▶
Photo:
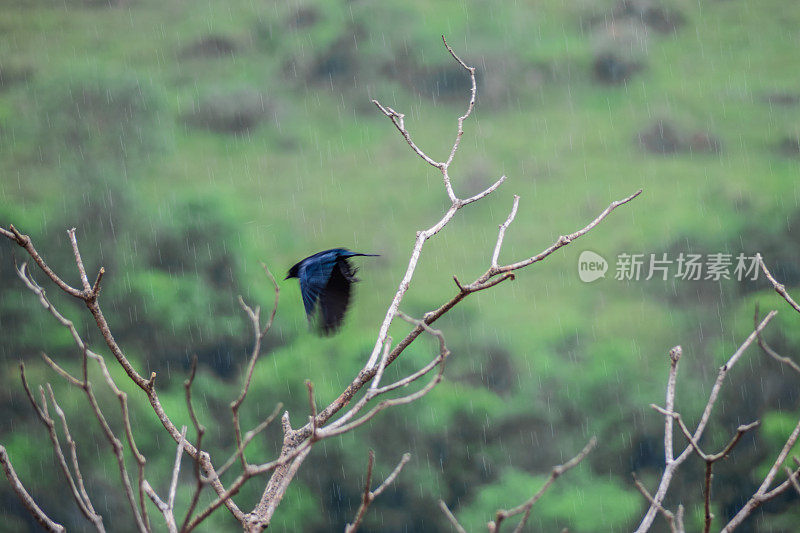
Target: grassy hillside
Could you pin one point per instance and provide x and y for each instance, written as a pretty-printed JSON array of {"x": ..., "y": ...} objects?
[{"x": 248, "y": 136}]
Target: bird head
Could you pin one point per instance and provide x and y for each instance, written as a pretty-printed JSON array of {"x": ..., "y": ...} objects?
[{"x": 292, "y": 272}]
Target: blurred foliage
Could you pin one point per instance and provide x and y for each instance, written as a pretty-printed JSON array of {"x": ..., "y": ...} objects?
[{"x": 187, "y": 143}]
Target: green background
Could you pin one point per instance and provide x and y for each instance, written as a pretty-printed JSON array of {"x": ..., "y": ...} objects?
[{"x": 187, "y": 141}]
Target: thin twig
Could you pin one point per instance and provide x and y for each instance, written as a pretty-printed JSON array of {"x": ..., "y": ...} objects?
[
  {"x": 671, "y": 466},
  {"x": 779, "y": 287},
  {"x": 451, "y": 517},
  {"x": 27, "y": 501},
  {"x": 767, "y": 349},
  {"x": 525, "y": 508},
  {"x": 368, "y": 495}
]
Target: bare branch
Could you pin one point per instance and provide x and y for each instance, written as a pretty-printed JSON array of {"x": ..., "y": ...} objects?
[
  {"x": 709, "y": 459},
  {"x": 502, "y": 233},
  {"x": 165, "y": 510},
  {"x": 566, "y": 239},
  {"x": 671, "y": 466},
  {"x": 369, "y": 495},
  {"x": 763, "y": 494},
  {"x": 25, "y": 242},
  {"x": 669, "y": 516},
  {"x": 525, "y": 508},
  {"x": 451, "y": 517},
  {"x": 767, "y": 349},
  {"x": 200, "y": 430},
  {"x": 793, "y": 478},
  {"x": 27, "y": 501},
  {"x": 176, "y": 468},
  {"x": 779, "y": 288}
]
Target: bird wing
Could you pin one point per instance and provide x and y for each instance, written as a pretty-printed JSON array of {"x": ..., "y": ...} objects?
[
  {"x": 314, "y": 276},
  {"x": 336, "y": 297}
]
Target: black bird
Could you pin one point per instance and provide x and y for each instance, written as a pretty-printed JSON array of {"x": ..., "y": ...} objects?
[{"x": 325, "y": 283}]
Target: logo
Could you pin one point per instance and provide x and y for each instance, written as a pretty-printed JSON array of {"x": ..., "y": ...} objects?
[{"x": 591, "y": 266}]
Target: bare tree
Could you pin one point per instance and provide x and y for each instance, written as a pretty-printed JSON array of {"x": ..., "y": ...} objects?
[
  {"x": 692, "y": 437},
  {"x": 336, "y": 418}
]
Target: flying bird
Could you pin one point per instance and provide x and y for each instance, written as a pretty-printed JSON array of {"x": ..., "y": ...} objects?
[{"x": 326, "y": 280}]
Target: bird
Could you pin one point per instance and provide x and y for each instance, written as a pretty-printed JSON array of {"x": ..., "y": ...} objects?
[{"x": 326, "y": 280}]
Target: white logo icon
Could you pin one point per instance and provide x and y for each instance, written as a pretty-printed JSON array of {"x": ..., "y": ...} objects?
[{"x": 591, "y": 266}]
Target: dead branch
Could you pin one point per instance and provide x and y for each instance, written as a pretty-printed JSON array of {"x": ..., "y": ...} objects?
[
  {"x": 525, "y": 508},
  {"x": 675, "y": 520},
  {"x": 27, "y": 501},
  {"x": 297, "y": 443},
  {"x": 779, "y": 287},
  {"x": 369, "y": 495},
  {"x": 672, "y": 463},
  {"x": 709, "y": 459},
  {"x": 763, "y": 494}
]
◀
Reproduce all of the entries above word for word, leaving out the pictures.

## Solved problem
Photo:
Target: grassy hillside
Could you pin one point per instance and provide x and y for each instance, written as a pretty-printed JSON array of {"x": ..., "y": ...} objects?
[{"x": 248, "y": 136}]
Target: bird head
Could you pin one point per instance and provide x and y for each instance, written as a pretty-printed JSON array of {"x": ..., "y": ...} objects?
[{"x": 292, "y": 272}]
Target: blurred foliage
Could you pin one point per instance and provide x and y for each instance, written as a pretty-printed JSON array of {"x": ..., "y": ...} objects?
[{"x": 187, "y": 143}]
Target: green background
Could you pin one point per instance and provide x and y for each instance, written as a pretty-printed JSON array of {"x": ..., "y": ...} objects?
[{"x": 187, "y": 141}]
Target: thin twig
Could you pin one point per instance and provide x and y for each instance, written as a pretty-printed JSON array of {"x": ..., "y": ...} objects?
[
  {"x": 671, "y": 466},
  {"x": 779, "y": 287},
  {"x": 451, "y": 517},
  {"x": 27, "y": 501},
  {"x": 767, "y": 349},
  {"x": 525, "y": 508},
  {"x": 368, "y": 495}
]
Target: bare branch
Could you pin one point per instance and provide x and y for each instance, written as a pretty-printed JSON array of {"x": ..., "y": ...} objects?
[
  {"x": 709, "y": 459},
  {"x": 502, "y": 233},
  {"x": 165, "y": 510},
  {"x": 566, "y": 239},
  {"x": 671, "y": 466},
  {"x": 369, "y": 495},
  {"x": 763, "y": 494},
  {"x": 25, "y": 242},
  {"x": 669, "y": 516},
  {"x": 525, "y": 508},
  {"x": 451, "y": 517},
  {"x": 767, "y": 349},
  {"x": 200, "y": 430},
  {"x": 793, "y": 478},
  {"x": 27, "y": 501},
  {"x": 176, "y": 468},
  {"x": 779, "y": 288}
]
Target: bird wing
Could you pin one point per instance and provide x and y for each instance, written as a pretty-printed JSON array of {"x": ..., "y": ...} objects?
[
  {"x": 314, "y": 276},
  {"x": 336, "y": 297}
]
Target: black bird
Could you pin one point per instance and provide x and y for each instance, written as a pretty-printed JSON array of {"x": ..., "y": ...} objects?
[{"x": 325, "y": 283}]
Target: logo
Could you pin one point per instance and provide x and y for each instance, written as a pretty-printed JSON array of {"x": ..., "y": ...} objects?
[{"x": 591, "y": 266}]
Target: bare tree
Could you pin one point per instance and provide x and y for each instance, written as a pretty-printed JSON array of {"x": ..., "y": ...} objects?
[
  {"x": 692, "y": 437},
  {"x": 336, "y": 418}
]
Target: flying bird
Could you pin one point per instance and provide x and y for each instance, written as a pretty-printed JSON array of {"x": ..., "y": ...} objects?
[{"x": 326, "y": 280}]
Target: bird
Could you pin one point per instance and provide x and y for each instance, written as a pretty-printed JSON array of {"x": ..., "y": ...} objects?
[{"x": 326, "y": 280}]
Target: white logo icon
Could you pin one point per instance and provide x and y for each instance, written as a pretty-printed JSON array of {"x": ..., "y": ...} objects?
[{"x": 591, "y": 266}]
Target: dead branch
Could you pin one point per instance and provide x and y for each instance, written as a pretty-printed JSON array of {"x": ..., "y": ...} objects?
[
  {"x": 525, "y": 508},
  {"x": 675, "y": 520},
  {"x": 27, "y": 501},
  {"x": 297, "y": 443},
  {"x": 779, "y": 287},
  {"x": 369, "y": 495},
  {"x": 672, "y": 463},
  {"x": 709, "y": 459},
  {"x": 763, "y": 494}
]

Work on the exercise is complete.